- _WORK ORDER_
A single stretch of the material below is to be transcribed exactly, starting at the line with "box: [190, 0, 221, 74]" and ending after the line with "box: [6, 181, 359, 239]".

- _TASK INPUTS_
::::

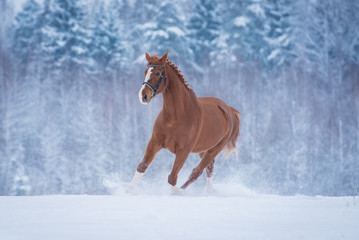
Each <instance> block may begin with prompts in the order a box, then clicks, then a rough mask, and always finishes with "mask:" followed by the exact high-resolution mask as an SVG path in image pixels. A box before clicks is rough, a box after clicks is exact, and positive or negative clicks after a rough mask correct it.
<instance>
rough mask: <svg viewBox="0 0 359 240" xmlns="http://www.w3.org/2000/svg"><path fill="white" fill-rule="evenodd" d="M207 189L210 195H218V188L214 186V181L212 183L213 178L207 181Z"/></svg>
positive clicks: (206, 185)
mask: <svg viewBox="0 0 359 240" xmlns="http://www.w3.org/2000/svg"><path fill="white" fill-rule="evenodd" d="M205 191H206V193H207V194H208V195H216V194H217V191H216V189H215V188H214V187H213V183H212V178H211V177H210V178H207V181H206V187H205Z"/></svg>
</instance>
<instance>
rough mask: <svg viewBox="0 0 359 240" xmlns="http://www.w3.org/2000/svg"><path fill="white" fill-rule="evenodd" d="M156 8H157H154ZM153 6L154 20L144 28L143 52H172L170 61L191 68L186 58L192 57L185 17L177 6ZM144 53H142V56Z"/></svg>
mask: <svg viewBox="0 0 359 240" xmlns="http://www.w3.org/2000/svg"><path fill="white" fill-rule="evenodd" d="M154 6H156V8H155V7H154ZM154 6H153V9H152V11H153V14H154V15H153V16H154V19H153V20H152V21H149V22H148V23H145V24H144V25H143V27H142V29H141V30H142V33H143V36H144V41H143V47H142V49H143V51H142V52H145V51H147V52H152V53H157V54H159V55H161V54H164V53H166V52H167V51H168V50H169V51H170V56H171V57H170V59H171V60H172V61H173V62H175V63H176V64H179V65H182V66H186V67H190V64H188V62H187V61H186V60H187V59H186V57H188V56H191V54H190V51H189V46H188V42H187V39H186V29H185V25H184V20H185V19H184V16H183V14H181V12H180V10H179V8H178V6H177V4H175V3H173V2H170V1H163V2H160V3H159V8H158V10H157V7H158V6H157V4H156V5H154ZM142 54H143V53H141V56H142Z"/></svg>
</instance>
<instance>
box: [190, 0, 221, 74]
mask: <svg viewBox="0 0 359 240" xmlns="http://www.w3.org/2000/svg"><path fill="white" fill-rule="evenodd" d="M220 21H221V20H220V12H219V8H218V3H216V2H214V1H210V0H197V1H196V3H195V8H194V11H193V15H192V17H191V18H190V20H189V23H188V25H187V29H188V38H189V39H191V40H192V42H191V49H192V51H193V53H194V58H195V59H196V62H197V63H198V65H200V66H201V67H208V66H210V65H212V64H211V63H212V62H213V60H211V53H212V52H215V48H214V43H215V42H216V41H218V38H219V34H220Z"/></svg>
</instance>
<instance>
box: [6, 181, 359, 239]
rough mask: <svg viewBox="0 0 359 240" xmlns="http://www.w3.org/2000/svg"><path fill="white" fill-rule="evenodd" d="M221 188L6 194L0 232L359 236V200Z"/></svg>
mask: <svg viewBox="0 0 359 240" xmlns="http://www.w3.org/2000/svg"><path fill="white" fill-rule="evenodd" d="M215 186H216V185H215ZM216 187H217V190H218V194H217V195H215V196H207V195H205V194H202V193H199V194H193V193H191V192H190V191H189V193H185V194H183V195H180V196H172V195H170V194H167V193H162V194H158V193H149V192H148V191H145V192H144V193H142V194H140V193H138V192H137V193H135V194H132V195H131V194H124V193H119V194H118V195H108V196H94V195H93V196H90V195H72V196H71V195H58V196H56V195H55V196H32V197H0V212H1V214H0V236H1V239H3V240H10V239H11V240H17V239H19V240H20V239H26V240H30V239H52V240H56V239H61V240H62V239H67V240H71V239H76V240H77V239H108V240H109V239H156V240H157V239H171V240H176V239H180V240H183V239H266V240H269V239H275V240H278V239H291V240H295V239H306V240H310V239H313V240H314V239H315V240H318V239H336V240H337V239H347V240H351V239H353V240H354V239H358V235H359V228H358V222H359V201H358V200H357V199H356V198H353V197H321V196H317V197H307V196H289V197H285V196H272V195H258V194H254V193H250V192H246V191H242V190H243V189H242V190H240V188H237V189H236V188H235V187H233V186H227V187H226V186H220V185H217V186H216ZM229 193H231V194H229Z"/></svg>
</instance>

::::

- _FINISHED TASK_
box: [190, 0, 221, 74]
mask: <svg viewBox="0 0 359 240" xmlns="http://www.w3.org/2000/svg"><path fill="white" fill-rule="evenodd" d="M220 21H221V20H220V12H219V8H218V3H216V2H214V1H210V0H197V1H196V3H195V8H194V11H193V15H192V17H191V18H190V20H189V23H188V25H187V29H188V38H189V39H191V40H192V42H191V49H192V51H193V53H194V58H195V59H196V62H197V63H198V65H200V66H201V67H208V66H210V65H212V64H211V63H212V62H213V60H211V53H212V52H215V48H214V43H215V42H216V41H218V38H219V34H220Z"/></svg>
</instance>
<instance>
box: [6, 181, 359, 239]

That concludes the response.